◆ Die Aufgabe: Entnimm dem nachfolgenden Text über Deutschlands Haltung zur Eskalation zwischen Israel und Iran wortgetreu die Stelle, die mit „Der zyprische Präsident“ beginnt und sich bis einschließlich „Und Deutschland?“ fortsetzt.

◆ Vorliegender Text:

======

Frankfurter-Rundschau-Exklusiv
Nahost-Eskalation zwischen Israel und Iran: Deutschland in der „Schmollecke“
Reichen mahnende Worte aus Deutschland im Nahost-Konflikt zwischen Israel und Iran aus? Die Meinungen von Experten gehen auseinander.
Und damit ist die Gewaltspirale in vollem Gang. Nachdem Israel am Freitag (13. Juni) mehrere Ziele im Iran angegriffen hat, folgt Schlag auf Gegenschlag. Bei Raketenangriffen starben nach Angaben der Regierung im Iran bis jetzt mehr als 120 Menschen, Hunderte wurden verletzt. In Israel gab es nach offiziellen Angaben mehr als 20 Todesopfer und über 100 Verletzte.
Die internationalen Reaktionen: gemischt. UN-Generalsekretär António Guterres ließ mitteilen, er verurteile „jegliche militärische Eskalation im Nahen Osten“. Der türkische Präsident Recep Tayyip Erdogan wirft Israel derweil vor, die Welt in eine „Katastrophe“ zu stürzen. Und US-Präsident Donald Trump forderte den Iran zu einer diplomatischen Lösung auf.
Der zyprische Präsident Nikos Christodoulides wiederum teilte am Sonntag mit, der Iran habe sein Land gebeten, Botschaften an Israel zu übermitteln. Zypern liegt als EU-Land so nah an der Kriegsregion wie kein anderes – und sieht sich nun in einer Art Vermittlerrolle.
Und Deutschland?
Deutschland antwortet auf Situation zwischen Israel und Iran: Passive Reaktionen von Politikern
Bislang schwebt die Bundesregierung noch irgendwo im großen Feld der Unentschlossenheit. Bundeskanzler Friedrich Merz hatte am Wochenende beide Seiten dazu aufgerufen, „von Schritten abzusehen, die zu einer weiteren Eskalation führen und die gesamte Region destabilisieren können.“ Bundesaußenminister Johann Wadephul bat bei einem Besuch in der Region darum, Gespräche mit Iran zu führen, so wie Deutschland Gespräche mit Israel führe. Verteidigungsminister Boris Pistorius begrüßte seinerseits den „Präventivschlag“ Israels.

======

◆ Bereitgestellte Einträge:
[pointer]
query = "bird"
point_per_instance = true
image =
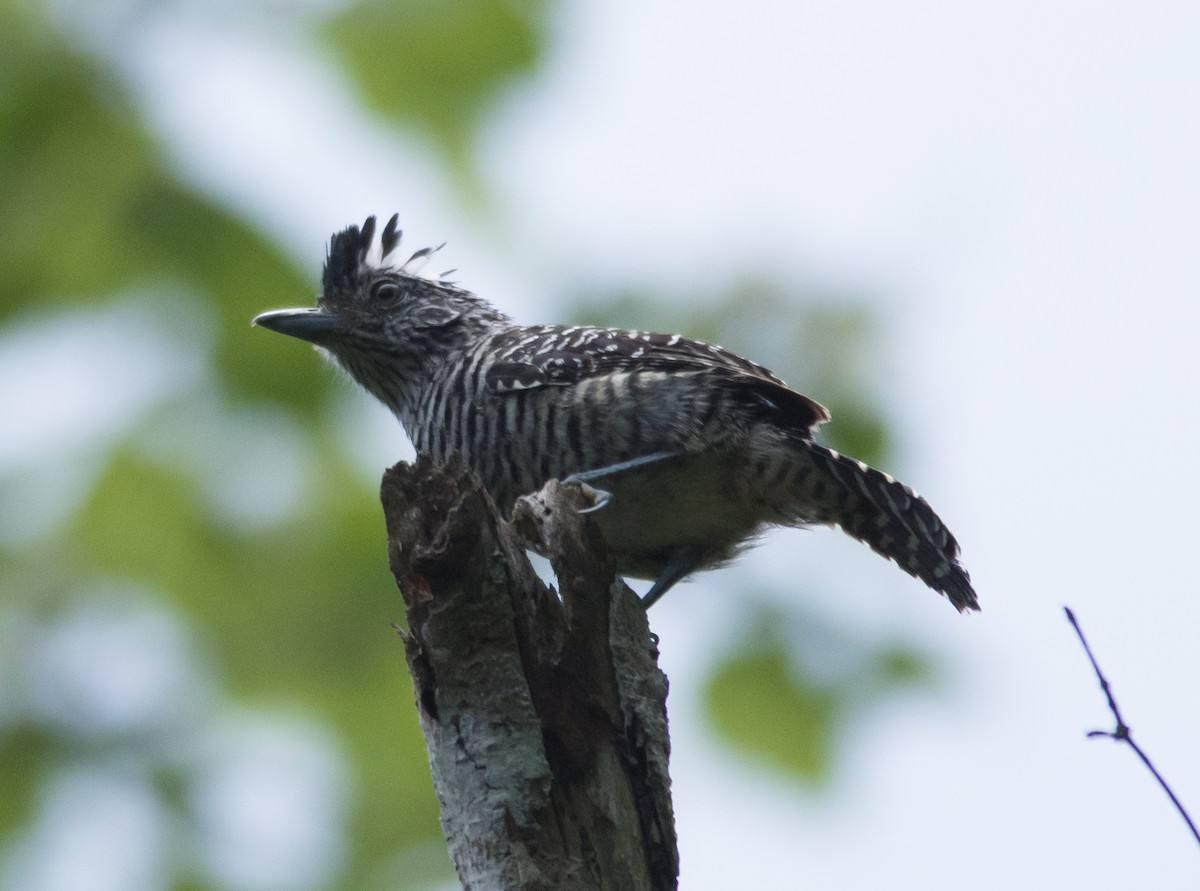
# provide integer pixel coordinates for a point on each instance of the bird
(691, 449)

======

◆ Antwort:
Der zyprische Präsident Nikos Christodoulides wiederum teilte am Sonntag mit, der Iran habe sein Land gebeten, Botschaften an Israel zu übermitteln. Zypern liegt als EU-Land so nah an der Kriegsregion wie kein anderes – und sieht sich nun in einer Art Vermittlerrolle.
Und Deutschland?